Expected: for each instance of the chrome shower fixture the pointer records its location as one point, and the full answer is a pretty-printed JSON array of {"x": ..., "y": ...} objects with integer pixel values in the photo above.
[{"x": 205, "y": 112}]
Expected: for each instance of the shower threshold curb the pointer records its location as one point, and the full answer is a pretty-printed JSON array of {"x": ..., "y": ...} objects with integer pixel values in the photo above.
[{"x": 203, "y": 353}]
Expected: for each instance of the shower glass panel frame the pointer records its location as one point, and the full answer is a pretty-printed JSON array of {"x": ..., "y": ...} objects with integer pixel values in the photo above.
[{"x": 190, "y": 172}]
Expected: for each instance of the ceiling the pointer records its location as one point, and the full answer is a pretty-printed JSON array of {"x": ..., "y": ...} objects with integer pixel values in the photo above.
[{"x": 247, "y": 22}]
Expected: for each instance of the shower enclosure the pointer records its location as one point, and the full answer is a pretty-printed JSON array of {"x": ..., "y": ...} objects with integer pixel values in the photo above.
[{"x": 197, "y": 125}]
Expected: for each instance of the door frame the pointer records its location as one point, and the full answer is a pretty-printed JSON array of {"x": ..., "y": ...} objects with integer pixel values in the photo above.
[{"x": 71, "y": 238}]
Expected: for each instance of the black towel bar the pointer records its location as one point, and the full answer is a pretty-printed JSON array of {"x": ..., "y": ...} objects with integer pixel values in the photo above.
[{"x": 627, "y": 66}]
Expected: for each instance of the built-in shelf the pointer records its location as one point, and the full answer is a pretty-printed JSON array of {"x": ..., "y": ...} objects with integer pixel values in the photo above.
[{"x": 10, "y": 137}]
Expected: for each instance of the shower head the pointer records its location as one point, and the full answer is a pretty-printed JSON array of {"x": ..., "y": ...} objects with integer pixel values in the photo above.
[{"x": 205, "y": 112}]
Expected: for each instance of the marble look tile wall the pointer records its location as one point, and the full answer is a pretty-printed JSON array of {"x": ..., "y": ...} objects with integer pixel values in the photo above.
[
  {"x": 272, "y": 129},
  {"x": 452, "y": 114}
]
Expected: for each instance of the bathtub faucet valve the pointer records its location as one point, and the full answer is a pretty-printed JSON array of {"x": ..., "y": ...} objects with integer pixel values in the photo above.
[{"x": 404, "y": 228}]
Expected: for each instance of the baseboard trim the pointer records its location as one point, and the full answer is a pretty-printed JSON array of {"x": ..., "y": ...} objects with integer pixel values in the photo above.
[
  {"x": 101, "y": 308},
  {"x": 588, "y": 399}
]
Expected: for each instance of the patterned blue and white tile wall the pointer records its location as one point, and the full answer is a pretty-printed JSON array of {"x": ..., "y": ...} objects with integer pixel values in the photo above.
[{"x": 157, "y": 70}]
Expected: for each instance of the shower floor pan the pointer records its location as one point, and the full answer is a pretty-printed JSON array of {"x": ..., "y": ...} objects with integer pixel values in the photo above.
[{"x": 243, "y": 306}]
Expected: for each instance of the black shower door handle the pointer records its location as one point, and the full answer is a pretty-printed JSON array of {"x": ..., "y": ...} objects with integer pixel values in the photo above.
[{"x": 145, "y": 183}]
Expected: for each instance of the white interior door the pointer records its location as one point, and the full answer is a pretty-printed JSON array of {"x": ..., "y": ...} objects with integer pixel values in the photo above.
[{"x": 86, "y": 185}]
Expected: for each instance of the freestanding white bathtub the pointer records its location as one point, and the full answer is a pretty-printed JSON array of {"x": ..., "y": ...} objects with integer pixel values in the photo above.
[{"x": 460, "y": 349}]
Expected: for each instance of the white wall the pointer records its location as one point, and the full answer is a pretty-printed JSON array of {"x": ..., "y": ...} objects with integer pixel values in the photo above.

(WHAT YOU ARE ASKED TO DO): Return every entry exactly as given.

(TASK RESPONSE):
Expected: for each instance of the chrome shower fixture the pointer records its location as one point, and the full answer is a pretty-printed JSON array of {"x": ..., "y": ...} objects with integer pixel values in the photo above.
[{"x": 205, "y": 112}]
Expected: for each instance of the shower threshold curb the pointer records its location as one point, and the full answer is a pretty-printed JSON array of {"x": ..., "y": ...} objects with integer pixel values in the photo above.
[{"x": 203, "y": 353}]
Expected: for each instance of the shower glass panel frame the pointer records its location as one point, and the full answer is a pretty-printed JSON array of {"x": ..., "y": ...} objects with integer pixel values in the photo above.
[{"x": 190, "y": 172}]
Expected: for each instance of the ceiling the pointer records its location as one point, and the full answer is a pretty-printed JSON array of {"x": ..., "y": ...} objects with integer pixel values in the photo above.
[{"x": 247, "y": 22}]
Expected: for each instance of the shower enclosure the pointer records its location as one point, and the full answer is a pretty-printed JSON array of {"x": ..., "y": ...} objects with integer pixel values in the photo above.
[{"x": 197, "y": 125}]
Expected: for each instance of the door frame the pointer records its location as one point, and the full answer is a pretty-printed JSON array of {"x": ..., "y": ...} objects with integer pixel values in the photo above.
[{"x": 71, "y": 238}]
Expected: for each instance of the black towel bar the pointer records its location as one point, and the full answer is a pretty-printed JSON array of {"x": ..., "y": ...} objects with integer pixel values in the photo above.
[{"x": 627, "y": 66}]
Expected: for each instance of the built-in shelf the pointer records its location as one point, and the full answer is a pretty-printed JSON array of {"x": ..., "y": ...} objects with integer pixel values in the photo above.
[{"x": 10, "y": 137}]
Expected: for each instance of the shower head the pointer records its location as one point, and the full answer is a pretty-printed JSON array of {"x": ..., "y": ...} objects with integer pixel values in the photo above.
[{"x": 205, "y": 112}]
Expected: for each instance of the marble look tile wall the pointer records its location as one point, and the full answer is a pretty-printed JSON array of {"x": ..., "y": ...} objects with integer pixel values in the photo above.
[
  {"x": 272, "y": 129},
  {"x": 452, "y": 114}
]
Expected: for each instance of the bathtub faucet valve the pointer records its location as one point, and the full answer is a pretty-printed JSON array of {"x": ..., "y": ...} objects with integer pixel values in the photo above.
[{"x": 404, "y": 228}]
Expected: for each instance of the baseboard trim the pointer records its location as one point, and the full answer is a pretty-printed JSON array of {"x": ..., "y": ...} objects with integer pixel values in the photo above.
[
  {"x": 101, "y": 308},
  {"x": 588, "y": 399}
]
Expected: for each instance of the patterned blue and white tile wall the pointer records its location as one point, and the full answer is a pretty-printed JSON array of {"x": ..., "y": ...} objects with integer pixel values in the photo above.
[{"x": 157, "y": 70}]
Expected: for each instance of the shower floor pan the pointer records its location as one point, and the full answer is a pretty-printed JSON array of {"x": ..., "y": ...} objects with integer pixel values in the photo above.
[{"x": 243, "y": 306}]
Expected: for each instance of the black shower door handle the pointer records its location as one point, and the full answer is a pretty-printed JSON array of {"x": ..., "y": ...} objects with integer pixel values in the photo above.
[{"x": 145, "y": 183}]
Expected: for each instance of the white interior door the pointer records its location as one point, and the full answer is a pretty-printed JSON array of {"x": ..., "y": ...} objects with integer pixel values in the photo above.
[{"x": 86, "y": 185}]
Expected: for each instance of the freestanding white bathtub the pointer records its location as one point, and the full answer is a pretty-printed JSON array of {"x": ..., "y": ...} objects with integer pixel values in the photo above.
[{"x": 460, "y": 349}]
Expected: for each instance of the white wall the pointer records its location as one point, and the full answer is a pretty-printed JSON array of {"x": ..., "y": ...} objects with integer pixel values in the photo above.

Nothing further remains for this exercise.